Exercise brief: Output exactly the span of lines beginning with the one that holds "tan plastic debris." and ending with the last line of the data below.

=== Begin Enclosure ===

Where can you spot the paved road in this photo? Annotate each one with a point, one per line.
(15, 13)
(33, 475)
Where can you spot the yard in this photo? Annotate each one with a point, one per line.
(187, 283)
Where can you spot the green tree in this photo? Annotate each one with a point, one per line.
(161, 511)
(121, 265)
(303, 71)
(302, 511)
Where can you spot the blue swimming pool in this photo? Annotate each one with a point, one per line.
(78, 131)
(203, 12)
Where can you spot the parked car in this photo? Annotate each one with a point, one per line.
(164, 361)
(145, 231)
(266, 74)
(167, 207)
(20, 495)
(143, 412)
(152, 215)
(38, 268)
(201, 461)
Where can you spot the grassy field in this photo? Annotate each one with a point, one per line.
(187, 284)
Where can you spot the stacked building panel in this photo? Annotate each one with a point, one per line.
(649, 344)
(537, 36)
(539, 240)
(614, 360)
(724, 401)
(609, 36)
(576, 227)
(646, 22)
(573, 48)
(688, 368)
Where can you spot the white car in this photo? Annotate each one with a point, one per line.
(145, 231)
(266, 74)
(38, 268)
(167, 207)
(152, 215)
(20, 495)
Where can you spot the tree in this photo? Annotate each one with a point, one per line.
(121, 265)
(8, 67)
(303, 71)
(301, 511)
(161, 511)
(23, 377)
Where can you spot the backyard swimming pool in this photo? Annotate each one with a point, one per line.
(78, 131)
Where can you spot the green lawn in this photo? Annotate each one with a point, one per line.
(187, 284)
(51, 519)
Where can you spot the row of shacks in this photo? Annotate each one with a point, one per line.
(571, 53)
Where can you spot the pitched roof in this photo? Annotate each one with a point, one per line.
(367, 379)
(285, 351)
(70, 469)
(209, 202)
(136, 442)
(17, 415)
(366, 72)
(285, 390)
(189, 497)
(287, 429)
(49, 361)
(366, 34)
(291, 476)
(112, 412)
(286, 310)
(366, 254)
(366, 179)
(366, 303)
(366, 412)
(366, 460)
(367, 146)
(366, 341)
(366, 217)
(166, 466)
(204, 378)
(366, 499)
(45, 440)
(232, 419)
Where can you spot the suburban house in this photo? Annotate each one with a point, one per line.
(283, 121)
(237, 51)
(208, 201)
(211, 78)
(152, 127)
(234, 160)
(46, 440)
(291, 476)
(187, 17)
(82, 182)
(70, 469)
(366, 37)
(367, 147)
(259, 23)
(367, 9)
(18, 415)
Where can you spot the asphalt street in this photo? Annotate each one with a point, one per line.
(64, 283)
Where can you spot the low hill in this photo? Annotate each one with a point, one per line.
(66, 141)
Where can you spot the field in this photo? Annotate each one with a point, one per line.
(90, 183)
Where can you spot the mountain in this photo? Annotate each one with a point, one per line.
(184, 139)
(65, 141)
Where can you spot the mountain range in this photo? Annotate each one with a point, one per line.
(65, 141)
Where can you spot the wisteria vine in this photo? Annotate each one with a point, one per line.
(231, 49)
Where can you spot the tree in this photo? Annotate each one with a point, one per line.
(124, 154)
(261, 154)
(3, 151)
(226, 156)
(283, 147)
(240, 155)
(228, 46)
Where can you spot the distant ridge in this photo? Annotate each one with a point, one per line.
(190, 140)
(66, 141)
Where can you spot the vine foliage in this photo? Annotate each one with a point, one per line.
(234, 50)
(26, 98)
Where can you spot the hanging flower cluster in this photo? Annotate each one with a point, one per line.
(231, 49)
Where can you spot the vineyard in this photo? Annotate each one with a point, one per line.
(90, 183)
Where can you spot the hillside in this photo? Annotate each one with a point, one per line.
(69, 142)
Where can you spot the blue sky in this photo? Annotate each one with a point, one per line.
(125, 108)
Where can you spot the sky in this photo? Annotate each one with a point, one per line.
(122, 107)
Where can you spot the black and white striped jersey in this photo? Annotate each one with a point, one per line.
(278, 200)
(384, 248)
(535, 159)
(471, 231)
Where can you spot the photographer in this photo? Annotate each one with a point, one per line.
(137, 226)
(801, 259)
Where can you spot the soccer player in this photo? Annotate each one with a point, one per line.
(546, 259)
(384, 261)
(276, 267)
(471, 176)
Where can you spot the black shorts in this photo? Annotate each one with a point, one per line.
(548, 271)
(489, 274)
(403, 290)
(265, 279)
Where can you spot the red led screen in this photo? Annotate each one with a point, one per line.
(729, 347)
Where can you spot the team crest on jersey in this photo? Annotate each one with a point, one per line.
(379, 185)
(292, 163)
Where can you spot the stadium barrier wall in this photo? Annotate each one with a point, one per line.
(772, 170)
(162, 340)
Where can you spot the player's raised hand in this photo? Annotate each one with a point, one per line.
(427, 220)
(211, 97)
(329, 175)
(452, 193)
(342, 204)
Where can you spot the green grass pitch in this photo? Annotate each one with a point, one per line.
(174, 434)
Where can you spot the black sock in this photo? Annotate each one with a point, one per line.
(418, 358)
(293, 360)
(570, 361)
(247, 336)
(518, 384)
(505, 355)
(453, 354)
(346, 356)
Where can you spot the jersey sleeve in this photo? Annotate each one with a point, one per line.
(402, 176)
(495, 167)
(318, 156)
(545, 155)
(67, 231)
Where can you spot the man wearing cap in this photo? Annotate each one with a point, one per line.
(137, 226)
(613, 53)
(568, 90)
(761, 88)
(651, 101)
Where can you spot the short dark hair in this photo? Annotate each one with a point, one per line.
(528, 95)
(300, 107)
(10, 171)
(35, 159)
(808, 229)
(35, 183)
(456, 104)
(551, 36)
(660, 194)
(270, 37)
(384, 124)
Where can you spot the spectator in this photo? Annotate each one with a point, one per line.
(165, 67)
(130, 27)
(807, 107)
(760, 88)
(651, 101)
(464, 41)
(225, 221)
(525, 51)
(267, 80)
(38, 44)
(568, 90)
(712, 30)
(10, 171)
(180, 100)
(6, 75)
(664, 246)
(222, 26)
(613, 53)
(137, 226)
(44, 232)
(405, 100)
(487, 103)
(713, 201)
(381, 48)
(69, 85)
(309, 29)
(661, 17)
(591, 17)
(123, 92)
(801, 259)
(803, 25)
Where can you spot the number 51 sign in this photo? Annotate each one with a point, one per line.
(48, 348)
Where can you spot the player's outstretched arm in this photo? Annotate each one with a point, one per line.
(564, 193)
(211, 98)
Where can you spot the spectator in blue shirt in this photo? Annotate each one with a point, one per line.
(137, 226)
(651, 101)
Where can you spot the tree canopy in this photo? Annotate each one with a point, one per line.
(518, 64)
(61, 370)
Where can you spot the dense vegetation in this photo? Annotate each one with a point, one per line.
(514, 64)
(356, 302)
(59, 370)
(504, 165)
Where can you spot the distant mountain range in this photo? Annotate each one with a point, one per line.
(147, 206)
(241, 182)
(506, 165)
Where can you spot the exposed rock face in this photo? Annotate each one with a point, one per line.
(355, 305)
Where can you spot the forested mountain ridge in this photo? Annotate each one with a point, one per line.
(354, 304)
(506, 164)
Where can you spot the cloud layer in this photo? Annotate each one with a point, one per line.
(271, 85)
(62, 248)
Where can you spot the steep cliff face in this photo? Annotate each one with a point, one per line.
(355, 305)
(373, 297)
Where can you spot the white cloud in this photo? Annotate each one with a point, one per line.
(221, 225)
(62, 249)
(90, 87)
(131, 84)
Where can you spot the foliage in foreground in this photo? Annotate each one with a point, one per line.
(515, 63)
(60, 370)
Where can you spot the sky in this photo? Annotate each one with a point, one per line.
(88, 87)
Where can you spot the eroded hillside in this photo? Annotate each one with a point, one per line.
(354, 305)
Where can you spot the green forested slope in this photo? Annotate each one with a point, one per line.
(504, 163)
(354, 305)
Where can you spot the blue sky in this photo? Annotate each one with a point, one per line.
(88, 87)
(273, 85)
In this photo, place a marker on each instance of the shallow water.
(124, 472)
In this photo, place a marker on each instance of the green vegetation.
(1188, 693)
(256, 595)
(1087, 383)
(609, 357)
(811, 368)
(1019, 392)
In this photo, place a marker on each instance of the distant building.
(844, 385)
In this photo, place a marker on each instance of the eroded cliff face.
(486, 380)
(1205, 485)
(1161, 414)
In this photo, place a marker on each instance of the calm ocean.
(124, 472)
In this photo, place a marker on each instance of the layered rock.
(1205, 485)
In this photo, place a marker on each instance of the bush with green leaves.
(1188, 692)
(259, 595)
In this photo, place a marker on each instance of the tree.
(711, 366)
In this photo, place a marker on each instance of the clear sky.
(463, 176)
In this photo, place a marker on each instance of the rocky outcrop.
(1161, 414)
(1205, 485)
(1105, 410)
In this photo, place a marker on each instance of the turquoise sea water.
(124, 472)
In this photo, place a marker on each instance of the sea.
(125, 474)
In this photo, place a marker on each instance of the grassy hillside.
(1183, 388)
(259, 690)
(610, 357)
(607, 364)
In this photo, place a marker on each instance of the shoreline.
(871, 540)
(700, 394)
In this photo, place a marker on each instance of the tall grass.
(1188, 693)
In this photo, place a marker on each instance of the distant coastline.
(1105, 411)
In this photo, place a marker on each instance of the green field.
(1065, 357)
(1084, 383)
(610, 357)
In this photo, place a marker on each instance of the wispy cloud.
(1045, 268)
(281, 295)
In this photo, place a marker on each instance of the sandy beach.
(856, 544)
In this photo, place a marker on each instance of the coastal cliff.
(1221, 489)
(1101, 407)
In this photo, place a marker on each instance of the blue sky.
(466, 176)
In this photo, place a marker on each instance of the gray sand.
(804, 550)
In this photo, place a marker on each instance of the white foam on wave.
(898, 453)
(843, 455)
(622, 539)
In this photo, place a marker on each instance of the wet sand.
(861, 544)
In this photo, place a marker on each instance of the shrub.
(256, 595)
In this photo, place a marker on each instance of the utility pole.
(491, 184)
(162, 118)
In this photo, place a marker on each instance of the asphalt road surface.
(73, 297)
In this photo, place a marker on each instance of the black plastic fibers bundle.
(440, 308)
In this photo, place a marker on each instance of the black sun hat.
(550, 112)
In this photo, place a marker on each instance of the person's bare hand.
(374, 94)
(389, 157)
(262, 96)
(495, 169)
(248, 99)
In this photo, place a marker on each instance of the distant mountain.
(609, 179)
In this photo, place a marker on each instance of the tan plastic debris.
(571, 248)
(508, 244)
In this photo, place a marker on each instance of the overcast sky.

=== End Enclosure ===

Solution below:
In this photo, place a marker on each instance of the tan plastic debris.
(571, 248)
(508, 244)
In this photo, place a marker on each instance of the overcast sky.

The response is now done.